Maar ook creolen verlieten in 1974-1975 in groten getale Suriname, en in mindere mate Javanen. Volgens Chan Choenni werden creolen toentertijd in het etnisch gepolariseerde Suriname vaak geacht voorstanders te zijn van de (snelle) onafhankelijkheid van Suriname. Zij zouden dus vast Suriname niet ontvluchten, volgens bepaalde Hindostanen. ‘Ik zat in het vliegtuig naast een creoolse buurtgenoot. Hij vluchtte ook naar Nederland. Ik vond dat vreemd, want hij was zogenaamd voorstander van de onafhankelijkheid van Suriname. We hebben uren in het vliegtuig gepraat over Suriname. Maar hij zei zelf dat hij de creoolse leiders niet vertrouwde en vooral de radicale creoolse leider Bruma niet. En hij liet mij eerlijk weten dat hij migreerde naar Nederland voor de WW: de werkloosheidsuitkering. Hij ging naar de Bijlmer en ik werd opgevangen door mijn familie in Brabant.’ (Bhagalpersad, 64 jaar).

▸ Maak de opdrachten:
1. Herschrijf de alinea uit de brontekst die begint met "Maar ook creolen verlieten" als een beknopte opsomming met de belangrijkste feiten.
2. Neem uit de brontekst letterlijk over: van "Maar ook creolen" tot en met "(Bhagalpersad, 64 jaar).".
3. Vat de brontekst samen in twee zinnen.

▸ Beschikbare gegevens:
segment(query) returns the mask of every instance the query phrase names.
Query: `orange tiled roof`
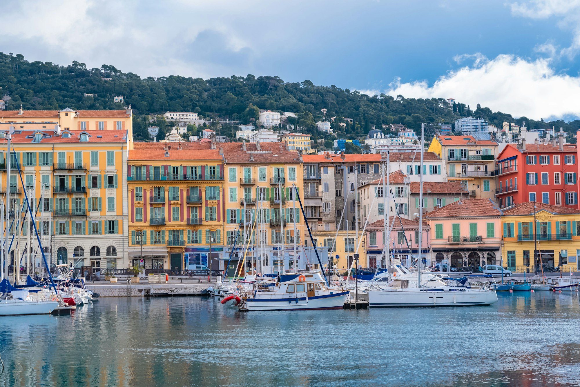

▸ Uitwerkingen:
1.
- In 1974-1975 verlieten veel creolen Suriname, en in mindere mate Javanen.
- Volgens Chan Choenni werden creolen in het etnisch gepolariseerde Suriname vaak gezien als voorstanders van de (snelle) onafhankelijkheid. Bepaalde Hindostanen dachten daarom dat zij Suriname niet zouden ontvluchten.
- Bhagalpersad (64 jaar) zat in het vliegtuig naast een creoolse buurtgenoot die ook naar Nederland vluchtte, hoewel hij zogenaamd voorstander van de onafhankelijkheid was.
- Die buurtgenoot vertrouwde de creoolse leiders niet, vooral de radicale leider Bruma niet, en migreerde voor de WW, de werkloosheidsuitkering.
- De buurtgenoot ging naar de Bijlmer. Bhagalpersad werd opgevangen door familie in Brabant.

2.
Maar ook creolen verlieten in 1974-1975 in groten getale Suriname, en in mindere mate Javanen. Volgens Chan Choenni werden creolen toentertijd in het etnisch gepolariseerde Suriname vaak geacht voorstanders te zijn van de (snelle) onafhankelijkheid van Suriname. Zij zouden dus vast Suriname niet ontvluchten, volgens bepaalde Hindostanen. ‘Ik zat in het vliegtuig naast een creoolse buurtgenoot. Hij vluchtte ook naar Nederland. Ik vond dat vreemd, want hij was zogenaamd voorstander van de onafhankelijkheid van Suriname. We hebben uren in het vliegtuig gepraat over Suriname. Maar hij zei zelf dat hij de creoolse leiders niet vertrouwde en vooral de radicale creoolse leider Bruma niet. En hij liet mij eerlijk weten dat hij migreerde naar Nederland voor de WW: de werkloosheidsuitkering. Hij ging naar de Bijlmer en ik werd opgevangen door mijn familie in Brabant.’ (Bhagalpersad, 64 jaar).

3. In 1974-1975 verlieten veel creolen en in mindere mate Javanen Suriname, hoewel creolen volgens Chan Choenni vaak als voorstanders van de onafhankelijkheid werden gezien. Bhagalpersad vertelt over een creoolse buurtgenoot die de creoolse leiders, vooral Bruma, niet vertrouwde en voor de werkloosheidsuitkering naar Nederland migreerde.